Records for this exercise ->
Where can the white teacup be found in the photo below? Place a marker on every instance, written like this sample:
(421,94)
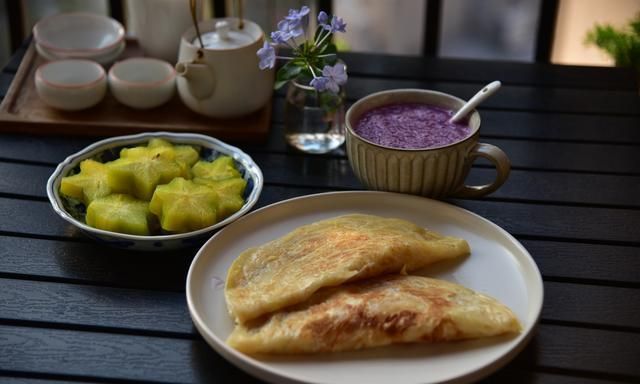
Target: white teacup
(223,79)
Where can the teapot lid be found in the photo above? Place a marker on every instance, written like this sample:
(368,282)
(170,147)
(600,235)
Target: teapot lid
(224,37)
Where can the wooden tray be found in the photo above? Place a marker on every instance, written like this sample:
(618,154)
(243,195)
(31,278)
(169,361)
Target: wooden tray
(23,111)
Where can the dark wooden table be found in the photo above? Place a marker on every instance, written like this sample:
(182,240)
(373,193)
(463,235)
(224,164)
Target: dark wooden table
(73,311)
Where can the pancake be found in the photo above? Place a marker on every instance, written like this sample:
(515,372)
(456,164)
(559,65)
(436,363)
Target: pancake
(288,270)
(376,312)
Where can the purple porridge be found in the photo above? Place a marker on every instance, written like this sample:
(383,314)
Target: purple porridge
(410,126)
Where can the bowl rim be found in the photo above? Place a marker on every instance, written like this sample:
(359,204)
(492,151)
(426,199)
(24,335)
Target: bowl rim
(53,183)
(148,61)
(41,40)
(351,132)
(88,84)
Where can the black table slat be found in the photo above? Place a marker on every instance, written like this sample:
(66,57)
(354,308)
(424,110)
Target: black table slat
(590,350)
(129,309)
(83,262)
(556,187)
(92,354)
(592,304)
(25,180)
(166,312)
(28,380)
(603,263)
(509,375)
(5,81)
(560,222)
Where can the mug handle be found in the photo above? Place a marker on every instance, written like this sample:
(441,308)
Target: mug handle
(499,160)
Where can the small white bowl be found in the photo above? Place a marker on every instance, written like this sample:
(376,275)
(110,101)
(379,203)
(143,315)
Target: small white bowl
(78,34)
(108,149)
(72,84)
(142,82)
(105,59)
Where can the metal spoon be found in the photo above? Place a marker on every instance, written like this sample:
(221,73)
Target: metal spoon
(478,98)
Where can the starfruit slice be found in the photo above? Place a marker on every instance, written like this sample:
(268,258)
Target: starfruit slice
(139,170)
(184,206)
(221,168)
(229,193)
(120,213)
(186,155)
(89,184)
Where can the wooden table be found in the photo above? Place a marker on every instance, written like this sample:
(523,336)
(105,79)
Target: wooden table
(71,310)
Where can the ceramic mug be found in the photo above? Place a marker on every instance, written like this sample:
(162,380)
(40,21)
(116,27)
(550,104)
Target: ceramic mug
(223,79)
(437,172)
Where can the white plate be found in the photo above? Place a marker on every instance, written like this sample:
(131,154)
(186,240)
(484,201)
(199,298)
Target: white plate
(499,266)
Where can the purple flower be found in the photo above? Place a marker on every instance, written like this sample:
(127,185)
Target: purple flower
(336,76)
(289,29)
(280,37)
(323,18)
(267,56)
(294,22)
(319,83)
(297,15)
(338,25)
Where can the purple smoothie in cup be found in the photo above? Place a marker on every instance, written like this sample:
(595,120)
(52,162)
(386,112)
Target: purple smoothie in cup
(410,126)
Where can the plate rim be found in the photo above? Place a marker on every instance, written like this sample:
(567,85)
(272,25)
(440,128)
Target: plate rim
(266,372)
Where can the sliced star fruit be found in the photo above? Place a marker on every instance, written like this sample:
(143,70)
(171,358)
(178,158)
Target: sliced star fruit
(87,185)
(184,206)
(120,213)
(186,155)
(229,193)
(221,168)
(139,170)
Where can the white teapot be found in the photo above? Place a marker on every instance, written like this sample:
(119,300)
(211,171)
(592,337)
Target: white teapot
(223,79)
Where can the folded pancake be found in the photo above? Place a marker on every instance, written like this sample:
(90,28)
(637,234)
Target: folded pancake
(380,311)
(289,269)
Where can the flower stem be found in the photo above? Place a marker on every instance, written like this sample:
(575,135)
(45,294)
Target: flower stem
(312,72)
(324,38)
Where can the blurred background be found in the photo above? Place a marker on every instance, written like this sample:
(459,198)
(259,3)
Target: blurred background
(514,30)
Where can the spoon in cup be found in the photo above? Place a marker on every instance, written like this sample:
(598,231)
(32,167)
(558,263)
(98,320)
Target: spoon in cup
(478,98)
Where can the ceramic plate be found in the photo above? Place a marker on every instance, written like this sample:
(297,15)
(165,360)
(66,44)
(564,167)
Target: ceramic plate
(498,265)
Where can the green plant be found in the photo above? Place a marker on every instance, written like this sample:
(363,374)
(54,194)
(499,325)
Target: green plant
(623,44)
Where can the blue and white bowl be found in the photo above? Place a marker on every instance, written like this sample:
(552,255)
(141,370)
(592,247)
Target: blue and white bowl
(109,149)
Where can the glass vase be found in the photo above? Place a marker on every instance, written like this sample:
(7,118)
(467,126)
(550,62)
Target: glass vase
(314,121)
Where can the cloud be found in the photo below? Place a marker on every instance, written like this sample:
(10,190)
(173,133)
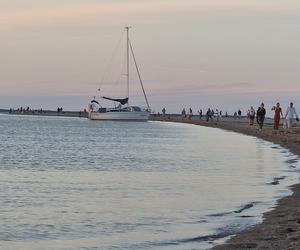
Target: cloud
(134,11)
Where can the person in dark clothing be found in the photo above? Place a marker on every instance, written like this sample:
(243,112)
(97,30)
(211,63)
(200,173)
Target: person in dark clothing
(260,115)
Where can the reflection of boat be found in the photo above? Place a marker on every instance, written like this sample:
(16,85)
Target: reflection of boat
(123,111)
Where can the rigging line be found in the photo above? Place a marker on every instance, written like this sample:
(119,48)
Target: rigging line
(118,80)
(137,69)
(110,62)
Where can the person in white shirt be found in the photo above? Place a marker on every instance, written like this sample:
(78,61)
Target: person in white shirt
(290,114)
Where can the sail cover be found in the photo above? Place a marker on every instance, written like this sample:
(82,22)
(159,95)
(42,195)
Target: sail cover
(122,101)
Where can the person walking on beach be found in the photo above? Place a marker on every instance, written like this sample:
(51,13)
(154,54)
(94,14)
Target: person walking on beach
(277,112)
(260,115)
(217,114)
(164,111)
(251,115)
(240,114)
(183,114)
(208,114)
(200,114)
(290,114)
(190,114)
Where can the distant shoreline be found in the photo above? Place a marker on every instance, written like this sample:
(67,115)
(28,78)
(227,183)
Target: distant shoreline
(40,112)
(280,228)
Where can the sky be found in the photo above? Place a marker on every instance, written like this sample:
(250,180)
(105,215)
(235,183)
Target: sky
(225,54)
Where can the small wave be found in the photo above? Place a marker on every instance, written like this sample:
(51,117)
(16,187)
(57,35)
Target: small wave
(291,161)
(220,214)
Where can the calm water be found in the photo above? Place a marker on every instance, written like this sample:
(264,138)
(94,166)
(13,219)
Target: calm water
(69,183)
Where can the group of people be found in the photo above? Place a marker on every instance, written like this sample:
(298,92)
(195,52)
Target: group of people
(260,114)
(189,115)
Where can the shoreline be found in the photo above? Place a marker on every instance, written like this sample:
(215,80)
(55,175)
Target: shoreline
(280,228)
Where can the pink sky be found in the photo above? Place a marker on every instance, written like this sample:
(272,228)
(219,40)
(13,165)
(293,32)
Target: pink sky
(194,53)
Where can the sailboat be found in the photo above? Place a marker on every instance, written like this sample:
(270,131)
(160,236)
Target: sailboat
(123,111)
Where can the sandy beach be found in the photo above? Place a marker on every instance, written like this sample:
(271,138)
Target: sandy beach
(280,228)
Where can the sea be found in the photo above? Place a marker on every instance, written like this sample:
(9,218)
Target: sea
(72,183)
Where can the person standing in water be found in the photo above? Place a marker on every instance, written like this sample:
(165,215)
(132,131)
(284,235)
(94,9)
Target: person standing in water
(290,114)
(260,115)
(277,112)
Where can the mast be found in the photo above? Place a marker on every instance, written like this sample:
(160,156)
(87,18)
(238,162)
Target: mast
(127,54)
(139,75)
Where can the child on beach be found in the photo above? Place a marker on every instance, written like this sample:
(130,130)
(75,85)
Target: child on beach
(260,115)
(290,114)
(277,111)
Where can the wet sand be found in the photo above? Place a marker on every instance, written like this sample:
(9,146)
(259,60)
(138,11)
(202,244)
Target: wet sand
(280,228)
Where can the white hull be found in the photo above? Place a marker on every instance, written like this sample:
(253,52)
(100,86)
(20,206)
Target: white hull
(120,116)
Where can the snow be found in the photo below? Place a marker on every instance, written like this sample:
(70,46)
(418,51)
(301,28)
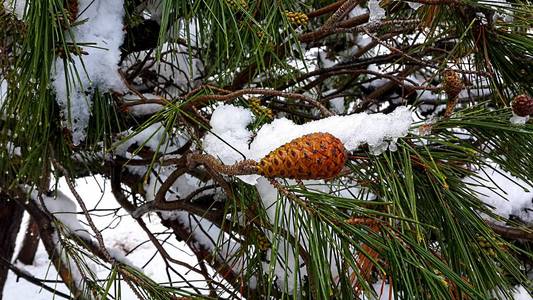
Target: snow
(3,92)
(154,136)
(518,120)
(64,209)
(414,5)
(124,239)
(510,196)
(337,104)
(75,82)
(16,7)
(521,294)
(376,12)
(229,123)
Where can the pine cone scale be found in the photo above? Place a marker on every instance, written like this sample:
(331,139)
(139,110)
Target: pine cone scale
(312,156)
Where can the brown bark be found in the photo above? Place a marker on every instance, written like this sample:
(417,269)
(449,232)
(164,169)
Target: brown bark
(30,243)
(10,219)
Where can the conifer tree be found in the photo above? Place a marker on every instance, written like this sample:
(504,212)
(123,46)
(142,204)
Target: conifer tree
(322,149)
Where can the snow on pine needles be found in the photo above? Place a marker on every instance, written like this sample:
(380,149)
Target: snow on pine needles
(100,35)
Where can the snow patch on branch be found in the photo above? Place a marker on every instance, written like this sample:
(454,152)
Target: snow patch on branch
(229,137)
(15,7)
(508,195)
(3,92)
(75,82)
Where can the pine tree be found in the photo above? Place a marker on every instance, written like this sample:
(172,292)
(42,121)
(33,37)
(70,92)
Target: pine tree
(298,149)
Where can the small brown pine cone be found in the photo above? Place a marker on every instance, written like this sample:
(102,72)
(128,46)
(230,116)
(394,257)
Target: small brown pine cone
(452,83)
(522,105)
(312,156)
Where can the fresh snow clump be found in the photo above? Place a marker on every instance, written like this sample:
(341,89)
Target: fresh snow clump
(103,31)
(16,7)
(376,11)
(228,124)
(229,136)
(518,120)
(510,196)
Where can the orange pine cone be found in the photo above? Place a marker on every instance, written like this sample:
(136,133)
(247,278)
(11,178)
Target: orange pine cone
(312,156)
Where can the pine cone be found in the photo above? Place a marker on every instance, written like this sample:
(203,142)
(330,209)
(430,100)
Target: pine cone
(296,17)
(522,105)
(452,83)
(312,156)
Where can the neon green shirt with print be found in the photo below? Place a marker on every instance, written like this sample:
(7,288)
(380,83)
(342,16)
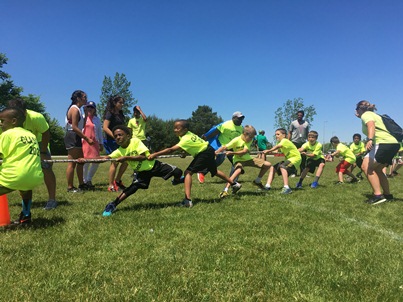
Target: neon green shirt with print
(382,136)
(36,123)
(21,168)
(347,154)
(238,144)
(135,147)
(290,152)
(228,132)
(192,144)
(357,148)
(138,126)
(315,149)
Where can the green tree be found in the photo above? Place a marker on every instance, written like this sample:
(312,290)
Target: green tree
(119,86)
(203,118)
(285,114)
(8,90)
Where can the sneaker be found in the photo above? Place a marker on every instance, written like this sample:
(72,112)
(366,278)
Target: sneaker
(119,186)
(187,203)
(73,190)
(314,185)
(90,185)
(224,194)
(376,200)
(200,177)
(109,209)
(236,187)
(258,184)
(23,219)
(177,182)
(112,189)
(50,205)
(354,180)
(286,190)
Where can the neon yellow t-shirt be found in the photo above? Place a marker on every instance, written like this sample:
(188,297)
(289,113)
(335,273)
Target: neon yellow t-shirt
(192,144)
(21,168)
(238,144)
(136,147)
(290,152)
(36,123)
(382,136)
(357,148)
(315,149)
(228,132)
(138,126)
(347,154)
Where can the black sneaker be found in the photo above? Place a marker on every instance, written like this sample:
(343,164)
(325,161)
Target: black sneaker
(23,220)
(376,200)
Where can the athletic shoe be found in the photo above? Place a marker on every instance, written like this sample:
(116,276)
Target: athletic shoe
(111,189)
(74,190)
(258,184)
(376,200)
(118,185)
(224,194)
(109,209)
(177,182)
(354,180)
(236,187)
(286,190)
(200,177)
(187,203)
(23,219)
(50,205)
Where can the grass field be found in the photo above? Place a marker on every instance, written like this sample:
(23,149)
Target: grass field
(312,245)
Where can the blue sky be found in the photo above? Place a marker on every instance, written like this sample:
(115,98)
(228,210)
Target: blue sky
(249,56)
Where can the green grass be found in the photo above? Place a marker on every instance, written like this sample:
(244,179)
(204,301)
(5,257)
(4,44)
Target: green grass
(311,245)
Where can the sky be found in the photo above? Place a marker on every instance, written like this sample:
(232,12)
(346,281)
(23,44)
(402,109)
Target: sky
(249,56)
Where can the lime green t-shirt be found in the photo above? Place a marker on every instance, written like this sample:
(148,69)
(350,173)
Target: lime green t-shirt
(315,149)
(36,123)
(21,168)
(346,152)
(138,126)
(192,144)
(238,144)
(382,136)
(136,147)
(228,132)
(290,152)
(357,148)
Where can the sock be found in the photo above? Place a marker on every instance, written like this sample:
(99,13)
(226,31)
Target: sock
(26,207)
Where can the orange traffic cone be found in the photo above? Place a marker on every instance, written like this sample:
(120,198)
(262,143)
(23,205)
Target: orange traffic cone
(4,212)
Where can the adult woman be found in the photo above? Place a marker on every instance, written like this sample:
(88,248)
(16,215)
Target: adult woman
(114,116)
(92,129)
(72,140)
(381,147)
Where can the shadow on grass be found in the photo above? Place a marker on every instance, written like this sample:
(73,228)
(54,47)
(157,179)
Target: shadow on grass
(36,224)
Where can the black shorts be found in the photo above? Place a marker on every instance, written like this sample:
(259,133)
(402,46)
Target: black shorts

Written problem -> Nothing outside the span should appear: transcribe the lines from the one containing "Where can the blue sky" through the last line of the records.

Solution to this exercise ->
Where can the blue sky be found in the photo above? Place a marker on every instance, written like this sample:
(115,98)
(228,210)
Target: blue sky
(249,56)
Where can the green grass be found in the photo above? Place a marker on every instance, written like this sample:
(244,179)
(204,301)
(5,257)
(4,44)
Target: green grass
(311,245)
Where can the sky be found in the photo above? Place a marker on every instance, written like this sample:
(232,12)
(346,281)
(23,44)
(402,109)
Target: sky
(249,56)
Where can the lime green t-shirt be found in the photo above? Place a marker on every instance, written like this sample:
(148,69)
(350,173)
Target: lime green t-shirt
(315,149)
(36,123)
(21,168)
(346,152)
(138,126)
(192,144)
(238,144)
(382,136)
(136,147)
(228,132)
(290,152)
(357,148)
Where can the sock be found in the photo above? Place a marker on every instance, written like this sample:
(99,13)
(226,31)
Target: sock
(26,207)
Where can the orange traffic cone be found in the photo above? Place a marker on every instance, written like this sample:
(120,198)
(262,143)
(23,205)
Target: orange traffic cone
(4,212)
Where can the adult woman be found in the photo above? Place a marker on every instance, written like this sample:
(88,248)
(16,215)
Target: adult woman
(114,116)
(92,129)
(72,140)
(381,147)
Where can the shadow on grass be found in the photo above? Place a marker on every instance, written like this sample:
(73,228)
(54,47)
(157,179)
Target: shadow on grass
(36,224)
Where can the black shorts be found in the photo above? Place a marker on every instance, written like this sample:
(259,133)
(402,46)
Target: black shorts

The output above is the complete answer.